# Exercise goal:
Each entry must be written out again exactly as it stands.

[Stored items]

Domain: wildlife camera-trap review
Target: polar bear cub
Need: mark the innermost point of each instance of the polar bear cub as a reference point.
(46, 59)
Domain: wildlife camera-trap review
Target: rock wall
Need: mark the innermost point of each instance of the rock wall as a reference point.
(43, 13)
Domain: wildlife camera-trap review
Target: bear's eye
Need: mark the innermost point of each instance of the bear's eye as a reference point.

# Exercise solution:
Domain: wildlife camera-trap review
Target: polar bear cub
Need: mark the innermost point of each instance of the polar bear cub as a reference point.
(46, 59)
Domain: wildlife camera-trap review
Target: rock wall
Need: mark the innermost point of each instance of the rock wall as a reference point.
(43, 13)
Domain: wildlife camera-trap review
Target: bear's eye
Need: mark the innermost point of each instance of the bear's eye as a reference point.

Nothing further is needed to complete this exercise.